> DOCUMENT PASSAGE:
'''

Encrypted connection type implementing net.Conn interface.

type ECCConn struct {
    // unexported fields
}

Methods:

• Read([]byte) (int, error) - Read and decrypt data
• Write([]byte) (int, error) - Encrypt and write data
• Close() error - Close the connection
• GetPublicKey() *ecdsa.PublicKey - Get local public key
• Standard net.Conn methods: LocalAddr(), RemoteAddr(), SetDeadline(), etc.

ECCListener

Encrypted connection listener.

type ECCListener struct {
    // unexported fields
}

Methods:

• Accept() (net.Conn, error) - Accept new connection
• Close() error - Close listener
• Addr() net.Addr - Get listen address

Config

Configuration parameters structure.

type Config struct {
    Curve           elliptic.Curve      // Elliptic curve (default P-256)
    PrivateKey      *ecdsa.PrivateKey   // Private key (optional)
    PublicKey       *ecdsa.PublicKey    // Public key (optional)
    UseEphemeralKey bool               // Use ephemeral keys (forward secrecy)

'''

> REQUIRED ACTIONS:
(a) In the encrypted connection documentation, list each method given for ECCListener.
(b) Pick up the encrypted connection documentation from the point where it stops and write the next part.

> SUPPLIED RECORDS:
'''

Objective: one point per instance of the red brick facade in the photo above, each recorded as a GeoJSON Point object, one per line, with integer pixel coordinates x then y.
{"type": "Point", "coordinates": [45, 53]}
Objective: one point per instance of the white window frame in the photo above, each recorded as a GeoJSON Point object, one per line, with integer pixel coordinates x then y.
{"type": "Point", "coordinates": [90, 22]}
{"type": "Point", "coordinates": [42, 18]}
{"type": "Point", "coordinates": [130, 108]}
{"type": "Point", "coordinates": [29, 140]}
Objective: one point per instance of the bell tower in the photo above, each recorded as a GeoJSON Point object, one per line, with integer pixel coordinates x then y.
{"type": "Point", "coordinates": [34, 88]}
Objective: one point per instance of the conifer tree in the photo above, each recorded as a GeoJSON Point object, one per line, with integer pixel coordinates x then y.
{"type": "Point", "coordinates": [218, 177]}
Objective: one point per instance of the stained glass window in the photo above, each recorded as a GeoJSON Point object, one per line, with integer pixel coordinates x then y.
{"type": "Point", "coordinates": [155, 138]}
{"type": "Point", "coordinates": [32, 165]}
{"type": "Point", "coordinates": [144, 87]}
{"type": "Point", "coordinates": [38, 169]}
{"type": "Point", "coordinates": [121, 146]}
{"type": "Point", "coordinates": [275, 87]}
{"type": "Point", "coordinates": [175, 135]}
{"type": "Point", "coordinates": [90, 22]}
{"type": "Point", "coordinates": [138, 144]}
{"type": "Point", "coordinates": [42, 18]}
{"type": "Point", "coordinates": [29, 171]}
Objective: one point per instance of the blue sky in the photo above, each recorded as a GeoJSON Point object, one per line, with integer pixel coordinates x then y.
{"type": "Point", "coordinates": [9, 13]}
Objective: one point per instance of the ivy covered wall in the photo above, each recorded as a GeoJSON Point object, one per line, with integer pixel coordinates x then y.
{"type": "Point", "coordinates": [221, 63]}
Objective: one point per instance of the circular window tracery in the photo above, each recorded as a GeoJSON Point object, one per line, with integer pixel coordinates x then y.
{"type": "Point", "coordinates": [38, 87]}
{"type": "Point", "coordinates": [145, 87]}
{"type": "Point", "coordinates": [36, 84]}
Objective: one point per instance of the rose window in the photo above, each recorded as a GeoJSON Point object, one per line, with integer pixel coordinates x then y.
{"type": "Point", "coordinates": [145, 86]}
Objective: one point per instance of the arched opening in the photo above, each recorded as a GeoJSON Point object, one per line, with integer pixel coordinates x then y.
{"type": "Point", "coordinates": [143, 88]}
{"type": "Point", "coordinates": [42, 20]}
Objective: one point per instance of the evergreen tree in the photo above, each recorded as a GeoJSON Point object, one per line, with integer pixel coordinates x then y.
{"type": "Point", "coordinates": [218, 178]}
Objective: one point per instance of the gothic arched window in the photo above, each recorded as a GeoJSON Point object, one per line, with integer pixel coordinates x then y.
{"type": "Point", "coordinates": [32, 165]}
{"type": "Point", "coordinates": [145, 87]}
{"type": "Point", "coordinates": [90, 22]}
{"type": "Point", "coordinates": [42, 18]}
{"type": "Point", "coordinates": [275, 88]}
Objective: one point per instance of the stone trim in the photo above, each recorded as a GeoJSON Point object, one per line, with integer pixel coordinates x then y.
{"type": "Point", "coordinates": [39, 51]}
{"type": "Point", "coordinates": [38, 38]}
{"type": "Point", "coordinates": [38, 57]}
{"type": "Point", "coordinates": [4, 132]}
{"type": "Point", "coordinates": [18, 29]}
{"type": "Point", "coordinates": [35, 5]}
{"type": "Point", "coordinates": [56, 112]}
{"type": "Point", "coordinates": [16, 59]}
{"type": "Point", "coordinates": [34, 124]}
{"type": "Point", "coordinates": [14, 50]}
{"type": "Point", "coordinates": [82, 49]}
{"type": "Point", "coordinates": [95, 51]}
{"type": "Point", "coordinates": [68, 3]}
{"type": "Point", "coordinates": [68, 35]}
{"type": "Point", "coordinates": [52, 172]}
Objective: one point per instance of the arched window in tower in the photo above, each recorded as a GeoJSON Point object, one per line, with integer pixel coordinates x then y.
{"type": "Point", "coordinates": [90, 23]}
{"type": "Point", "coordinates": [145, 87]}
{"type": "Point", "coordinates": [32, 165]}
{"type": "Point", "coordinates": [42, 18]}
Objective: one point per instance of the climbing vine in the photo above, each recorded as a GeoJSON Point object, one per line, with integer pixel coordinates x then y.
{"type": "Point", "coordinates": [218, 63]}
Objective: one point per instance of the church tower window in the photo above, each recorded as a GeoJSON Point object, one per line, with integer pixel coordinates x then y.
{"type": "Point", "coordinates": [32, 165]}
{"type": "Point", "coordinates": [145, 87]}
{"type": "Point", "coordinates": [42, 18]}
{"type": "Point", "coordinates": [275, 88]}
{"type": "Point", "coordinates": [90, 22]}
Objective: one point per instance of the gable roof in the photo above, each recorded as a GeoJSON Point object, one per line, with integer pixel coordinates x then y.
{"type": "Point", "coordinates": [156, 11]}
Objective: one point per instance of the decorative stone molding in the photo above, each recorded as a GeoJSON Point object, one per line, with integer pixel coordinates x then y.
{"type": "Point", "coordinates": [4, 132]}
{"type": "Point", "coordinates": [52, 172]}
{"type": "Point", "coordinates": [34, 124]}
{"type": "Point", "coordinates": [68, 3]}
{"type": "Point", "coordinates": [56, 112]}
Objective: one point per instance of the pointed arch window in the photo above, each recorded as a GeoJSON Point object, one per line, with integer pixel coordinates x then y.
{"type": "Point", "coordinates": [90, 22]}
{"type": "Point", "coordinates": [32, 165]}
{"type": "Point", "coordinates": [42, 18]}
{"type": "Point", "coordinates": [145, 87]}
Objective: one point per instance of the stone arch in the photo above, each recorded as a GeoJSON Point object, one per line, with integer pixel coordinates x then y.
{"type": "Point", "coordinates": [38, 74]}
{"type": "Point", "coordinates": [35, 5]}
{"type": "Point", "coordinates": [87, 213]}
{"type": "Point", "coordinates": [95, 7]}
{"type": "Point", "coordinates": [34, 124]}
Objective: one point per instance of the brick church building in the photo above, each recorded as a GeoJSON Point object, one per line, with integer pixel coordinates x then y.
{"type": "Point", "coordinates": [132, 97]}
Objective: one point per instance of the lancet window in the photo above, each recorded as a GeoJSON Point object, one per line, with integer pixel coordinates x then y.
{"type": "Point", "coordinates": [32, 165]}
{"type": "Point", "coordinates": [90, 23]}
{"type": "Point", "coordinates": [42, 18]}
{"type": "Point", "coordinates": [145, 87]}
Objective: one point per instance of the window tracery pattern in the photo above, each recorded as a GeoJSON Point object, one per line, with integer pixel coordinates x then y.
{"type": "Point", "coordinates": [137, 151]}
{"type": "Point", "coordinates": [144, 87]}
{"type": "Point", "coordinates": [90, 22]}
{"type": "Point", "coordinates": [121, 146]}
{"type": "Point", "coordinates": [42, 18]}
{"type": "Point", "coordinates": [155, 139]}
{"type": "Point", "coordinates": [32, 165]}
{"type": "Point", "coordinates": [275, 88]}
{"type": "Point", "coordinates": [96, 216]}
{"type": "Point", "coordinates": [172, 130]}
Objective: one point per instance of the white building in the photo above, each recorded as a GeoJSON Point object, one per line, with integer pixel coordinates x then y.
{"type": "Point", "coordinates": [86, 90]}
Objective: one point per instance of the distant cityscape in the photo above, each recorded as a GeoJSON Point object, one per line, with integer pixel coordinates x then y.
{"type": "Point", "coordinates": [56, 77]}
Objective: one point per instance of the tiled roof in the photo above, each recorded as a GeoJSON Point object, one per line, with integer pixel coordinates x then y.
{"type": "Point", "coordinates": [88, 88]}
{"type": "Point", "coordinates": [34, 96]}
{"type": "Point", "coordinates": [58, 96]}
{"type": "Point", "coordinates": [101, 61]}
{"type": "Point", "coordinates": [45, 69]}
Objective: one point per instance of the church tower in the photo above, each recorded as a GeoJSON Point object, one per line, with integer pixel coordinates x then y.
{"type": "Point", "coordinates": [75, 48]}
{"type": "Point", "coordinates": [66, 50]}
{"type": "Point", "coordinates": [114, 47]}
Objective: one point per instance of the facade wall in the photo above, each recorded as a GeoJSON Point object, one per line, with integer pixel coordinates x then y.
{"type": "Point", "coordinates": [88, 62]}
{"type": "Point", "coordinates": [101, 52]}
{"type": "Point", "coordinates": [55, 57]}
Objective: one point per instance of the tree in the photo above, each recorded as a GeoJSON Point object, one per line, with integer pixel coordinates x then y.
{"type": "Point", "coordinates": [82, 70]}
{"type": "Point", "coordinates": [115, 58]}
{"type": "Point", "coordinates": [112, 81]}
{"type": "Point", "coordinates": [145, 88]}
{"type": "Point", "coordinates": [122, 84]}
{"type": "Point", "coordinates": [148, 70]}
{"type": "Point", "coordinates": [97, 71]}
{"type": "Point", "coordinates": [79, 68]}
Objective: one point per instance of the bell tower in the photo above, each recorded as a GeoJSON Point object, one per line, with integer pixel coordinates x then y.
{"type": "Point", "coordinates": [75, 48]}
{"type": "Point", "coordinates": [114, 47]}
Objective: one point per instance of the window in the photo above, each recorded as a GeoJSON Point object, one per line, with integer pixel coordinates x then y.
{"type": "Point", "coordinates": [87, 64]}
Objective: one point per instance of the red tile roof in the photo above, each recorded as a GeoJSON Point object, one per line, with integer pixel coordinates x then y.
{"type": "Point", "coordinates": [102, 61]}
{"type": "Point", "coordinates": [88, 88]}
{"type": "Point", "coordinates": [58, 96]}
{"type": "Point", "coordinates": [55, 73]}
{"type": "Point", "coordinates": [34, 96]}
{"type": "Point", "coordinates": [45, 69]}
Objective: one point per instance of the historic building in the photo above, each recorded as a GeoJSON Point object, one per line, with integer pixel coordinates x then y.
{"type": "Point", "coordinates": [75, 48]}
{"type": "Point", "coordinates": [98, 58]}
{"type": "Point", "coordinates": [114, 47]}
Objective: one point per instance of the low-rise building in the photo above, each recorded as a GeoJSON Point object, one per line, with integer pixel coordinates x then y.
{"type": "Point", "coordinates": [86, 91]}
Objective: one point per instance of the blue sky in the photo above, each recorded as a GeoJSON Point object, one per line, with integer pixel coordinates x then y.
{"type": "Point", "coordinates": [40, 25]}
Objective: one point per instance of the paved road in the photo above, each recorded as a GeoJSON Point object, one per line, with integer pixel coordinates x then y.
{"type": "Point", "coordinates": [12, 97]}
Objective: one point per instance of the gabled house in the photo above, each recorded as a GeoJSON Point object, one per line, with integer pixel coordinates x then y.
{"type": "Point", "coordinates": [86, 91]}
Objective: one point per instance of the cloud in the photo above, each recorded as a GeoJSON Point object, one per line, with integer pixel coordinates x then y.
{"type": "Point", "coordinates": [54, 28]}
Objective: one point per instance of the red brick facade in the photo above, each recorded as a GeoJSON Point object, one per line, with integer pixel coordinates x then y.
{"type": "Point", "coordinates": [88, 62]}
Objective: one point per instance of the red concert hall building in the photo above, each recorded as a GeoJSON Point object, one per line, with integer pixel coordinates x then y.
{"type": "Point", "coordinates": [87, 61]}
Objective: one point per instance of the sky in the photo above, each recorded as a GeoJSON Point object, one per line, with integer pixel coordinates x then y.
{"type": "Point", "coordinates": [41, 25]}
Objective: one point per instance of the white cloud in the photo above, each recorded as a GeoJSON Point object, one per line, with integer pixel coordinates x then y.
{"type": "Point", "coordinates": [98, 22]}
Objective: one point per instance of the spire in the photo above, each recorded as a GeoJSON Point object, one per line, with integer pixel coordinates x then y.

'''

> ANSWERS GIVEN:
(a)
- Accept() (net.Conn, error)
- Close() error
- Addr() net.Addr

(b)
    Obfuscation     *ObfuscationConfig  // Traffic obfuscation settings
}

ObfuscationConfig

Traffic obfuscation configuration.

type ObfuscationConfig struct {
    Enabled       bool            // Enable traffic obfuscation
    Mode          ObfuscationMode // Obfuscation mode
    Domain        string          // Domain for HTTP/HTTPS obfuscation
    MinDelayMs    int             // Minimum packet delay (milliseconds)
    MaxDelayMs    int             // Maximum packet delay (milliseconds)
    MinPacketSize int             // Minimum packet size
    MaxPacketSize int             // Maximum packet size
}

Obfuscation Modes

const (
    ObfuscationNone    ObfuscationMode = iota // No obfuscation
    ObfuscationHTTP                           // HTTP traffic obfuscation
    ObfuscationHTTPS                          // HTTPS traffic obfuscation  
    ObfuscationRandom                         // Random padding obfuscation
)

Functions

Key Management

func GenerateKey(curve elliptic.Curve) (*ecdsa.PrivateKey, error)
func EncodePrivateKey(key *ecdsa.PrivateKey) (string, error)
func DecodePrivateKey(pemData string) (*ecdsa.PrivateKey, error)
func EncodePublicKey(key *ecdsa.PublicKey) (string, error)
func DecodePublicKey(pemData string) (*ecdsa.PublicKey, error)

Connection Management

func Dial(network, address string, config *Config) (*ECCConn, error)
func Listen(network, address string, config *Config) (*ECCListener, error)
func NewConn(conn net.Conn, config *Config, isClient bool) (*ECCConn, error)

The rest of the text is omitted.